Date of release : 26-04-2005

Policy area : Agriculture and Fisheries Agriculture and Fisheries

Event : Agriculture and Fisheries Council


European Agriculture Ministers continued their work on rural development during the "Agriculture and Fisheries" Council in Luxembourg on 26 April .

On the basis of a questionnaire circulated by the Luxembourg Presidency, the Member States discussed the notion of "less favored areas" for the CAP in general, and the criteria that will have to define the latter in the framework of the settlement proposal for support in rural development by the European Agricultural Fund.

The discussion, which according to Fernand Boden was "in-depth, interesting and keenly debated", dealt mainly with the Commission’s proposal to no longer consider socio-economic criteria in the definition of less favored areas and to limit this to criteria such as low soil productivity or difficult climatic conditions. Such an interpretation would bring about major changes to the current situation: regions considered as less favored at present would lose this status, while others, not currently having it, could acquire it as a result of the change in the above-mentioned criteria.

Fernand Boden, current chairman of the "Agriculture and Fisheries" Council, concluded that the "delegations have unanimously recognised the importance of the concept of less favored areas, which is an integral part of European agricultural model and therefore of the CAP in general. Everybody agreed that this is an essential concept to have the European agricultural model consolidated, and this across the whole Union."

::::::

To-do list:
1. According to the press release on the Agriculture and Fisheries Council, where and on what date did the ministers meet?
2. Write the next part of the press release on the Council's rural development talks, continuing on from its final quoted sentence.

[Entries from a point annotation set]
::::::

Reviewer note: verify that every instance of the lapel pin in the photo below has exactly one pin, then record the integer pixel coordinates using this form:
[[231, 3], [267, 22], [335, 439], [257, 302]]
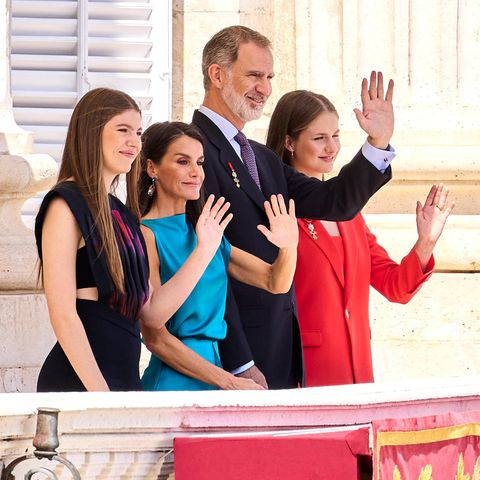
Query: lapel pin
[[234, 175]]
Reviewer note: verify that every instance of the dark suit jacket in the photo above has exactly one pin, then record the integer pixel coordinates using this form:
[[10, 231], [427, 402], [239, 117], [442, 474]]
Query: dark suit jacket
[[263, 326], [333, 316]]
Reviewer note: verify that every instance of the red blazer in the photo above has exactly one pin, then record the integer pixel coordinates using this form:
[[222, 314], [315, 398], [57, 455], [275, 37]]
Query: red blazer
[[333, 294]]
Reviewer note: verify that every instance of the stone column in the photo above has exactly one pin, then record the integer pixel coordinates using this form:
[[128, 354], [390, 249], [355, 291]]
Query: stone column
[[23, 174]]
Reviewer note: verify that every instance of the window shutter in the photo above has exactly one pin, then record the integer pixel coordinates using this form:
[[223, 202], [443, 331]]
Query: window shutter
[[60, 49]]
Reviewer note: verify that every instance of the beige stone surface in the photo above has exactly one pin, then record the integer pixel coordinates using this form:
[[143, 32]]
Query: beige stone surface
[[27, 338]]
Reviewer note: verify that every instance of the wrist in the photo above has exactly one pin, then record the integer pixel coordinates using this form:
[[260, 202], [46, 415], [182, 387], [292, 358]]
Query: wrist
[[424, 249]]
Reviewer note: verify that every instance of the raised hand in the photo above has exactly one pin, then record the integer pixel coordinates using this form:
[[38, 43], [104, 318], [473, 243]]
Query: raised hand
[[376, 117], [212, 223], [283, 230], [432, 215]]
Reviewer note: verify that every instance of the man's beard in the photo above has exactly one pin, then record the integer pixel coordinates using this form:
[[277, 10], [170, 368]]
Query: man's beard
[[239, 105]]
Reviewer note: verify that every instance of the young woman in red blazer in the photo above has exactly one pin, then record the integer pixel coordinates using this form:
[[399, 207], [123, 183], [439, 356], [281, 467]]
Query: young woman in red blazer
[[338, 261]]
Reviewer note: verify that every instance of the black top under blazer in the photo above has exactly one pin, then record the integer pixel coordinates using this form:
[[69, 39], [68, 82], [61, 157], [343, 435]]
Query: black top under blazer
[[263, 326]]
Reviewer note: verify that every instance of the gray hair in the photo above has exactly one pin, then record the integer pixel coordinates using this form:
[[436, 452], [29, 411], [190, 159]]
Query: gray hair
[[223, 47]]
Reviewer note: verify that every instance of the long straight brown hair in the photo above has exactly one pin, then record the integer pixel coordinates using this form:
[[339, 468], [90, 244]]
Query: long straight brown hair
[[292, 114], [82, 160]]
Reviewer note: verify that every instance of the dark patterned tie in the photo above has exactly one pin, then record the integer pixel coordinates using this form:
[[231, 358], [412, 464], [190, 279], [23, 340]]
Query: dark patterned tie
[[248, 157]]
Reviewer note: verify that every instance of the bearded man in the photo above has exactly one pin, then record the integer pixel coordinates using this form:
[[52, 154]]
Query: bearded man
[[263, 340]]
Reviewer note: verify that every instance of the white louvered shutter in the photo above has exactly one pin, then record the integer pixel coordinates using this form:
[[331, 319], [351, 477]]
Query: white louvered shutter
[[60, 49]]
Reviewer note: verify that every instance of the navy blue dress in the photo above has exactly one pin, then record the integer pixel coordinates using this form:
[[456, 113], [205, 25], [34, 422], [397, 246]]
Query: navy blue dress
[[111, 323]]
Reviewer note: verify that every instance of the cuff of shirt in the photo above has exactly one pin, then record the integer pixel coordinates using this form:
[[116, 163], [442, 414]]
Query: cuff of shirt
[[380, 159], [243, 368]]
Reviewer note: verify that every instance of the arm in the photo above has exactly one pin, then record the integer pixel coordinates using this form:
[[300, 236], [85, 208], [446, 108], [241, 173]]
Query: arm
[[181, 358], [277, 277], [60, 291], [399, 283], [166, 299]]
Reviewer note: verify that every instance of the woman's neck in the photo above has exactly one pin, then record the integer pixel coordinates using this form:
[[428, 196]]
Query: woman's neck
[[308, 173]]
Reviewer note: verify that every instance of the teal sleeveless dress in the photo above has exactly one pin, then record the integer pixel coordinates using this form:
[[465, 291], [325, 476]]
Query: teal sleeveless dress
[[199, 323]]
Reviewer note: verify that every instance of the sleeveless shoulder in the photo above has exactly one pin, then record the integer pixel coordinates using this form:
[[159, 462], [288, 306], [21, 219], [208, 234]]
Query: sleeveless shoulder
[[75, 201]]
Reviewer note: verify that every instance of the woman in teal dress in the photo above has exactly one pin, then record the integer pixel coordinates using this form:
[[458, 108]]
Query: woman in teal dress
[[189, 260]]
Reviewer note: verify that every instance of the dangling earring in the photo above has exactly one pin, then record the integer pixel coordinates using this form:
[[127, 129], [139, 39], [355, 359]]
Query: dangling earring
[[151, 188]]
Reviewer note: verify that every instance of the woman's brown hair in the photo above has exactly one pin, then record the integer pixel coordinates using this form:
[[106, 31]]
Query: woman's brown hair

::::::

Outputs by task:
1. They met in Luxembourg on 26 April.

2.
Fernand Boden pointed out that the simulation drawn up on the basis of the methodology developed by the Commission would result in an eight per cent drop in the total area currently defined as being less favored "but that, as a more important [consequence], there would be quite considerable distortions among Member States […], and even within Member States there would be changes on such a scale as to be politically unacceptable for a large part of the delegations. The Commission noted that the first criteria put forward have to be completed by certain other criteria and that this will not be possible from one day to the next. The majority of the Member States are therefore asking for harmonised objective criteria that do not depend on production methods but on natural conditions," explained the Council chairman.

Fernand Boden announced that the Presidency will integrate the delegations’ remarks in a revised text proposal at the Council’s next meeting in May. With political discussions drawing to a close, the chairman announced that he wanted to deal with the political questions requiring additional clarification over a series of bilateral meetings with the delegations in the context of the next Council.

Asked during the press conference about the discussions also underway on the financing of the CAP, Fernand Boden said that the negotiations were sufficiently advanced to allow for hope of a conclusion of a political agreement during the "Agriculture and Fisheries" Council in May.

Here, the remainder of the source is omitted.